## Given problem
How many lines in the listing below contain the string "wine"? Give only the number.

[Region annotation entries]
══════════════════════════════
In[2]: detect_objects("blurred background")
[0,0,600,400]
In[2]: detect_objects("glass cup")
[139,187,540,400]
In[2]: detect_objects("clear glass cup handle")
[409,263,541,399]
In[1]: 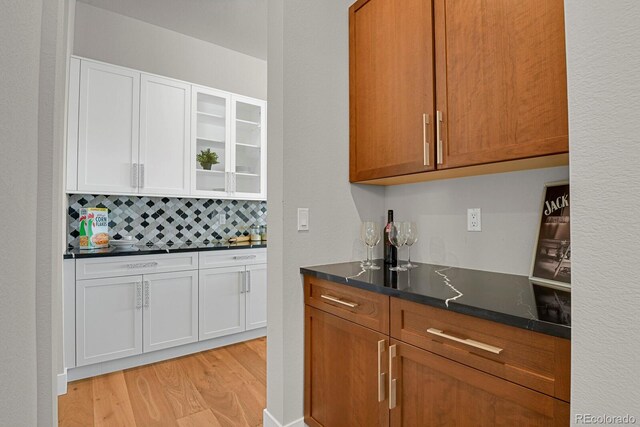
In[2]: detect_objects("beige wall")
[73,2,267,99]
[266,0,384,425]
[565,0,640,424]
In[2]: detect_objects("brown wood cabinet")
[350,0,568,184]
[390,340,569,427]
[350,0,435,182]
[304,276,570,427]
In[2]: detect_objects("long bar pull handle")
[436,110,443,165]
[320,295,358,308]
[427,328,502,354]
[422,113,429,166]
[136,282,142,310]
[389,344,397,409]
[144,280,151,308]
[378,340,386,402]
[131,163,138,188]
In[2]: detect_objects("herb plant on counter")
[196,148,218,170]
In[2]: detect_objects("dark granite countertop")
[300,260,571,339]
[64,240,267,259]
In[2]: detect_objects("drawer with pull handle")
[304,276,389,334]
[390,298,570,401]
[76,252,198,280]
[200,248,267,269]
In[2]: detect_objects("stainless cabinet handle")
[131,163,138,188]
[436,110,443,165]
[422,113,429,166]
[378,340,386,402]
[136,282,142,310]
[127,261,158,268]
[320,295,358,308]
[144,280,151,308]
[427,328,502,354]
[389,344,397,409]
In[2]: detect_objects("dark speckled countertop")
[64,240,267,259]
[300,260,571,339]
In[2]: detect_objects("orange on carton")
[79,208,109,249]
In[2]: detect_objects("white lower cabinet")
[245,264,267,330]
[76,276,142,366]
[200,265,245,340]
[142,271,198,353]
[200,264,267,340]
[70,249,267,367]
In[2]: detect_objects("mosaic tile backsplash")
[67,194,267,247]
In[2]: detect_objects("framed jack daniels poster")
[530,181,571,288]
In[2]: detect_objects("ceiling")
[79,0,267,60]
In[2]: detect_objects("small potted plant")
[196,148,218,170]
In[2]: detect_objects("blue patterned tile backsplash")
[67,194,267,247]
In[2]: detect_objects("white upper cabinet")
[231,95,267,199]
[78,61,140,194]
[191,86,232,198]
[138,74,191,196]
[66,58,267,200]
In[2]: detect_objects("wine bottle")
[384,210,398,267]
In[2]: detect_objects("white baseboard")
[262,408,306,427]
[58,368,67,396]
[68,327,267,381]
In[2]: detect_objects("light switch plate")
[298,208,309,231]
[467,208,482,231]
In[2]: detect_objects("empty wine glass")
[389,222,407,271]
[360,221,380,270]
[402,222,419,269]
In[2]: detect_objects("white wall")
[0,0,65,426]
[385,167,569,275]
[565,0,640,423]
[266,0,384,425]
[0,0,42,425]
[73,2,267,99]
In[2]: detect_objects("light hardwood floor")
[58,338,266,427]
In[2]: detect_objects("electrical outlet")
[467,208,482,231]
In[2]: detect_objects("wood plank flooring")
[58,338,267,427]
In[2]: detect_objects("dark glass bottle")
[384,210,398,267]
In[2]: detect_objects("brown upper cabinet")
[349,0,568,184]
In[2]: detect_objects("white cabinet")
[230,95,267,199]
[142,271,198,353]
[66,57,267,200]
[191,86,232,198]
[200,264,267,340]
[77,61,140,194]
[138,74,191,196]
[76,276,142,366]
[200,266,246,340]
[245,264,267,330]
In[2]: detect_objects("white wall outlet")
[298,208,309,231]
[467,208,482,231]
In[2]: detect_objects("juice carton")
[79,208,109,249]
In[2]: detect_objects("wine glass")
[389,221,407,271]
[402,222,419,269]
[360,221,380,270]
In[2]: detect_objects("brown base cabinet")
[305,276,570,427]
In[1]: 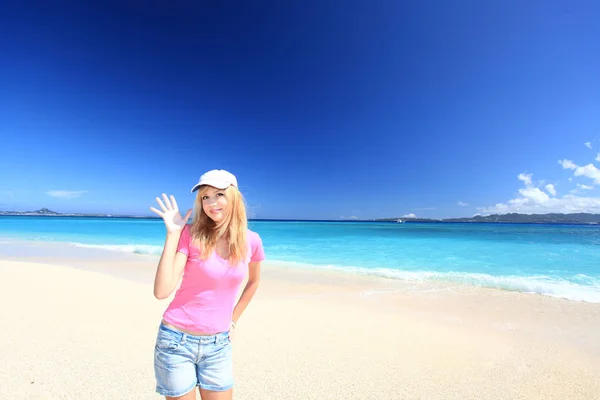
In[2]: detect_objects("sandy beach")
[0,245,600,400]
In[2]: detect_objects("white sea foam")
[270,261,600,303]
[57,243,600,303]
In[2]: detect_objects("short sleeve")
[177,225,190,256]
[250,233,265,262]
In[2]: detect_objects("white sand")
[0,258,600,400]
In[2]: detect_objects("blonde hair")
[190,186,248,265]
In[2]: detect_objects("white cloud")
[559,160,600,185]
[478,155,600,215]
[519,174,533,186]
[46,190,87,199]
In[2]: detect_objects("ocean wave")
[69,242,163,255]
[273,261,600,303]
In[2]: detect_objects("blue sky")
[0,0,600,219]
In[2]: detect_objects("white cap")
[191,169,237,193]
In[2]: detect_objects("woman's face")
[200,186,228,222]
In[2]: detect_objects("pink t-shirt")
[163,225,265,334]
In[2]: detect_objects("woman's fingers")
══════════════════════════════
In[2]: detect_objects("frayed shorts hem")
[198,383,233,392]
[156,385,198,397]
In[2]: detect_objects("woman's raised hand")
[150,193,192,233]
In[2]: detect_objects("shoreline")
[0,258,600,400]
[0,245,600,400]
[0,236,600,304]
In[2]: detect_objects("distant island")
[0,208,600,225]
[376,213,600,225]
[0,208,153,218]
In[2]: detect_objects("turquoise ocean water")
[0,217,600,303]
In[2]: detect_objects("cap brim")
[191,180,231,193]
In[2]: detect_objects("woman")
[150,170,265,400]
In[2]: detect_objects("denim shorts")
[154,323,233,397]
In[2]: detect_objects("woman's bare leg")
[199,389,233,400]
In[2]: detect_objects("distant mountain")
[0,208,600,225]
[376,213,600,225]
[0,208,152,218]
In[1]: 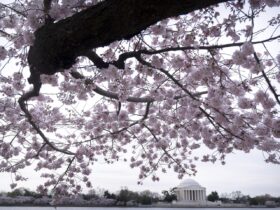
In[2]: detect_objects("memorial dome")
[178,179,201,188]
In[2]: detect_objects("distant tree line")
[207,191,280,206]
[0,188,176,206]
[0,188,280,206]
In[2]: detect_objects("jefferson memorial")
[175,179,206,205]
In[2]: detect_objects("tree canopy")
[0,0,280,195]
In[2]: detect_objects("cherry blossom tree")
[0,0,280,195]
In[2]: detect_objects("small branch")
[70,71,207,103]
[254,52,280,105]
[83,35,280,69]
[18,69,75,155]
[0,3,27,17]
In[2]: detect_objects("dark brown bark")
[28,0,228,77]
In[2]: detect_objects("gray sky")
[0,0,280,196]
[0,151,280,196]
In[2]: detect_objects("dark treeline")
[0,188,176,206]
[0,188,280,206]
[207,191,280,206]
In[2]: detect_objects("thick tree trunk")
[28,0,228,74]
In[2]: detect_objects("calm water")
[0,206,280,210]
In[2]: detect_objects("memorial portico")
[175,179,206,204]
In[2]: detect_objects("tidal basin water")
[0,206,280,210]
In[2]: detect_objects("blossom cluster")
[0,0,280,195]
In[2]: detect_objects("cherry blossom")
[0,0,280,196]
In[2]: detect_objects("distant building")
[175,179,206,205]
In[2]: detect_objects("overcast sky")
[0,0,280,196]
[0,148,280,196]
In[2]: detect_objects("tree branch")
══════════════════════════════
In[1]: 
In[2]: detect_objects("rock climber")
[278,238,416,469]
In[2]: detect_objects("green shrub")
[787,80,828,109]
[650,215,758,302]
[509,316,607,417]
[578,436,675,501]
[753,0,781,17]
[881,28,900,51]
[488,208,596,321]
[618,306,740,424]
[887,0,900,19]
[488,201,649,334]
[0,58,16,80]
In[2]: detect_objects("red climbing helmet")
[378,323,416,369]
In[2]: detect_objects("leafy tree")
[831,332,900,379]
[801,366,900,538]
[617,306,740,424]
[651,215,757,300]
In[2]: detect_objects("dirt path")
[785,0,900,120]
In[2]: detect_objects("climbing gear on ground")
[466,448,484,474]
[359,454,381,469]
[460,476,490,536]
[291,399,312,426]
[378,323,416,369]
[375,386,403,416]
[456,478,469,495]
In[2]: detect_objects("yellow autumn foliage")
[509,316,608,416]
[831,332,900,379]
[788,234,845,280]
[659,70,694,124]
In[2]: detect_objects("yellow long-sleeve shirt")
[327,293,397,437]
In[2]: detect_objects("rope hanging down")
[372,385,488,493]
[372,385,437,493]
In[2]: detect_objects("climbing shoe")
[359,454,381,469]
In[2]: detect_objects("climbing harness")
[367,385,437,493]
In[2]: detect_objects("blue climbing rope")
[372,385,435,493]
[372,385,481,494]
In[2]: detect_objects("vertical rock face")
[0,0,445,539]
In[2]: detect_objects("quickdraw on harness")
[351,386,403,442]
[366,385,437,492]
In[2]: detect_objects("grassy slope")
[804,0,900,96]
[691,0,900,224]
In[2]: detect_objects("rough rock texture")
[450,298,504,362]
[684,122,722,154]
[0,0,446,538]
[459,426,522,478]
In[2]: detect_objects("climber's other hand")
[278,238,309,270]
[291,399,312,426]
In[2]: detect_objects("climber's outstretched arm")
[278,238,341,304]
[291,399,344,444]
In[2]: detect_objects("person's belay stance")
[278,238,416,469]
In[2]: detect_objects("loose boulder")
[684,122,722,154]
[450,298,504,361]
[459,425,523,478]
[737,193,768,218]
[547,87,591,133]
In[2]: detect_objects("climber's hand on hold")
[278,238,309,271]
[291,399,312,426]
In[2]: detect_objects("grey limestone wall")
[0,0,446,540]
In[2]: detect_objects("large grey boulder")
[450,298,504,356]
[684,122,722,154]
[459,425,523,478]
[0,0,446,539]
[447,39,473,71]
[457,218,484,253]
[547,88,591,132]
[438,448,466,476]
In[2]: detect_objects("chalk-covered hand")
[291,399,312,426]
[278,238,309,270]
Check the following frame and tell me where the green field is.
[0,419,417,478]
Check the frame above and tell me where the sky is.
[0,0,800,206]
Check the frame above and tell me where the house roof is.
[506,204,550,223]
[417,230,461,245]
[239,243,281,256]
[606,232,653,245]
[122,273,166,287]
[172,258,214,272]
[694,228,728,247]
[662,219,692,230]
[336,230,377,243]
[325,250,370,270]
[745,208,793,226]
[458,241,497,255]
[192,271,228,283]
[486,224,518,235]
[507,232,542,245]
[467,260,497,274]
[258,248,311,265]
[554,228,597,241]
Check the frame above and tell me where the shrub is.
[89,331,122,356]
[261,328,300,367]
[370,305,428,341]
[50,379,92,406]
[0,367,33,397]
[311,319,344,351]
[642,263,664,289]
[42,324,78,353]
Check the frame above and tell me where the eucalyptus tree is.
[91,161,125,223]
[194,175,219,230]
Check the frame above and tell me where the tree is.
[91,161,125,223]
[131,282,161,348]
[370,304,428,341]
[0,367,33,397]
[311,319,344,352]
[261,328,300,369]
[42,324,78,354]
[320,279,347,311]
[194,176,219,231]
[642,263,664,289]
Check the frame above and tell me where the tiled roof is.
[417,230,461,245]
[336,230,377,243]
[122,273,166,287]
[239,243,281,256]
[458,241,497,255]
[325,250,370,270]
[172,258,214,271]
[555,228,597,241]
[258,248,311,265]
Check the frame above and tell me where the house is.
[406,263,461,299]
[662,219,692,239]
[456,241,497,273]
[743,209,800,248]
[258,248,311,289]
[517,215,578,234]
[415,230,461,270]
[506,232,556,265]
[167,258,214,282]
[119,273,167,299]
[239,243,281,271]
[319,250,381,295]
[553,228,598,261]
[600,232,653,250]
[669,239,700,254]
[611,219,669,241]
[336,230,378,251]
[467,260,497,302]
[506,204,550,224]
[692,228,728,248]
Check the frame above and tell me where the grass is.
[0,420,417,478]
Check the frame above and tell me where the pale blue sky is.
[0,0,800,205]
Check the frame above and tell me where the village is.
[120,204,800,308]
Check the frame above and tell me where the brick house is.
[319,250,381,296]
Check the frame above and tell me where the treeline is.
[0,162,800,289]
══════════════════════════════
## Solved exercise
3